## start PASSAGE GIVEN

Starting point is 00:03:05 And sometimes it's like, well, how do I copy files here? Here's our API. I don't want an API. I want to go to the Finder or to the Windows Explorer and draggy-droppy the file. Can I do that? They're like, no, no, no, you can't do that. No way. You can run our app maybe.
Starting point is 00:03:19 Yeah, so this is in theory. This is so cool. Yeah, I'm glad you like it. It's awesome. I think it'll allow people to move data around from, especially it seems relevant to scientists who need to put a bunch of data in the cloud and run it, but then they might be want that data locally and keep it in sync and stuff. And it's really frustrating when your expertise is in something else. It's not in computer science.
Starting point is 00:03:40 And like everything I pick up is because I'm only forced to learn it. And I don't want to learn the Amazon API and I don't want to learn the Google API. This like gives me maybe one tool that I can just be caught agnostic and move my data around in a way that I'm already comfortable with. Yeah, I agree. Yeah. Here's the, um, uh, the thing I was looking at. Yeah.
Starting point is 00:03:57 So the virtual backends wrap local and cloud file systems and play encryption, compression, chunking, hashing, and joining. And it looks after your data. It preserves the timestamps, verifies checksums all the time, transferred over limited bandwidth, intermittent connections. It can be restarted, checks the integrity of your files, all those kind of things. So, you know, like if you're out, I know you don't leave the house anymore, but if you're out doing research and like on a boat and you needed,
Starting point is 00:04:24 you had this rickety connection, you know, maybe you could get stuff uploaded. Well, this way. So I think it's neat. How do you like configure it with you have to put in all your cloud stuff? I suspect you when you set it up, you have to give it like let's see if you're Amazon. That's Amazon Drive. I forgot that that existed. Okay. Let's see. Yeah, you've got to give it like your AWS keys and stuff, of course. But yeah, they have a whole configuration section on what you give it here to set it up.

## end PASSAGE GIVEN

§ BRIEF 1: Extract the stretch of the transcript that begins at the words "Starting point is 00:03:05" and stops after the words "in computer science.".
§ BRIEF 2: In the transcript, what do you have to give the tool when setting it up for Amazon?

## start DATASET EXTRACT

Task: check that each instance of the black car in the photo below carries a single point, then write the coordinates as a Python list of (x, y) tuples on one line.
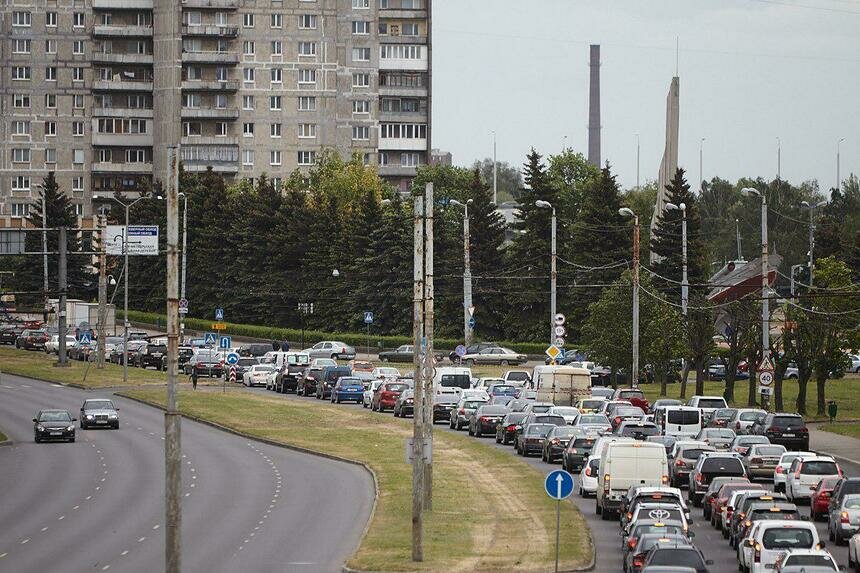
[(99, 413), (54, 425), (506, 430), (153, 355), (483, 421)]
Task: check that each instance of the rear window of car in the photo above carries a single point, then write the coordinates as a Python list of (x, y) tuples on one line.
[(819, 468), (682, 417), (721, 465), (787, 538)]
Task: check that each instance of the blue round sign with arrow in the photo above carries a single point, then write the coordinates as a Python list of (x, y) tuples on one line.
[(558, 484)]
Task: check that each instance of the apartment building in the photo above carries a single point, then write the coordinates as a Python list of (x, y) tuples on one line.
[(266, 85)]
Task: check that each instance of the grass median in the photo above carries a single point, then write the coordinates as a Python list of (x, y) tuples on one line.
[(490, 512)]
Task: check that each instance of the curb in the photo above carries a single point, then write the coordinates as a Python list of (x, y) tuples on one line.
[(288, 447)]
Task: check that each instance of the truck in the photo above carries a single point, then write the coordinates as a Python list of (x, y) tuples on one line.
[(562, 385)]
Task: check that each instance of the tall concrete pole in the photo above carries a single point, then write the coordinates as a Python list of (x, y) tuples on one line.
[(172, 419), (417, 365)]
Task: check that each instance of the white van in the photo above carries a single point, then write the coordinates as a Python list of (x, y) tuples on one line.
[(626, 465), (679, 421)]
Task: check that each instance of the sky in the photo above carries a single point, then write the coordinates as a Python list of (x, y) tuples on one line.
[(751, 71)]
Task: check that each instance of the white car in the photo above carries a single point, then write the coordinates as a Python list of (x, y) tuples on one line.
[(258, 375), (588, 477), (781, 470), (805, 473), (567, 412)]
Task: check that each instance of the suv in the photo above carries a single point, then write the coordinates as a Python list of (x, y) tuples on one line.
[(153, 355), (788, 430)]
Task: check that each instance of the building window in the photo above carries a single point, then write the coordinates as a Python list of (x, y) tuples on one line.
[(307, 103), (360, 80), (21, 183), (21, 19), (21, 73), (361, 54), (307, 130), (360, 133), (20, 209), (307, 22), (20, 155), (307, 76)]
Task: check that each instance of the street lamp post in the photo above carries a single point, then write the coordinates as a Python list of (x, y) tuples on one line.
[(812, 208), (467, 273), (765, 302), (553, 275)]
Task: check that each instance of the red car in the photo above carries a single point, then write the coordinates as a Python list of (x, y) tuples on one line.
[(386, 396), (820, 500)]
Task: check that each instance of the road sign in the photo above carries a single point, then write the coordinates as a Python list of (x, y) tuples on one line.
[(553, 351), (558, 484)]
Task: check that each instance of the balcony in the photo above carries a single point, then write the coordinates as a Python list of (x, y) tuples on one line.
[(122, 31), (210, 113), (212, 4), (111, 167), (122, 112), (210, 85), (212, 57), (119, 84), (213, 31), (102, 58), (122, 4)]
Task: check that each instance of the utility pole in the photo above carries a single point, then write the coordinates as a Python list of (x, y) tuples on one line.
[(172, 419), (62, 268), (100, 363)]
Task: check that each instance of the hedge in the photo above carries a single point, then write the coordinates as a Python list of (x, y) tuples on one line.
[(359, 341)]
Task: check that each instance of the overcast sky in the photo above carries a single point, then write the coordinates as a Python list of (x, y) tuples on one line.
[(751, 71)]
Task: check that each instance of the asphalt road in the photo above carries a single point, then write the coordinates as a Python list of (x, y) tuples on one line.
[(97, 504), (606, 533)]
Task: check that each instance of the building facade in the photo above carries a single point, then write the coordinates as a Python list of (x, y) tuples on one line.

## end DATASET EXTRACT

§ WORKED ANSWER 1:
Starting point is 00:03:05 And sometimes it's like, well, how do I copy files here? Here's our API. I don't want an API. I want to go to the Finder or to the Windows Explorer and draggy-droppy the file. Can I do that? They're like, no, no, no, you can't do that. No way. You can run our app maybe.
Starting point is 00:03:19 Yeah, so this is in theory. This is so cool. Yeah, I'm glad you like it. It's awesome. I think it'll allow people to move data around from, especially it seems relevant to scientists who need to put a bunch of data in the cloud and run it, but then they might be want that data locally and keep it in sync and stuff. And it's really frustrating when your expertise is in something else. It's not in computer science.

§ WORKED ANSWER 2: Your AWS keys.